> Written instruction:
Gather every line in the items below that contains the string "jersey", and copy each one out in full.

-- start of Items --

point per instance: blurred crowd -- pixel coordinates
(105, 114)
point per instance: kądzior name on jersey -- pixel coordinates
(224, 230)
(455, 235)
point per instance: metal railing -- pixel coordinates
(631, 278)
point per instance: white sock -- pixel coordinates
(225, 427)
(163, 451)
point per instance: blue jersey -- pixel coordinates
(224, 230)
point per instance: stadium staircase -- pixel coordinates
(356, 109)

-- end of Items --
-- start of Items --

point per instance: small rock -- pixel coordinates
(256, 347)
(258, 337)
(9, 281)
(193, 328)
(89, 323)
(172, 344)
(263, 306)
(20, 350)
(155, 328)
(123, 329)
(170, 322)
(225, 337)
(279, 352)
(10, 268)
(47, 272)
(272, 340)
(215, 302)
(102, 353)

-- end of Items --

> Result:
point per instance: kądzior name on jersey -- pixel coordinates
point per instance: blue jersey -- pixel coordinates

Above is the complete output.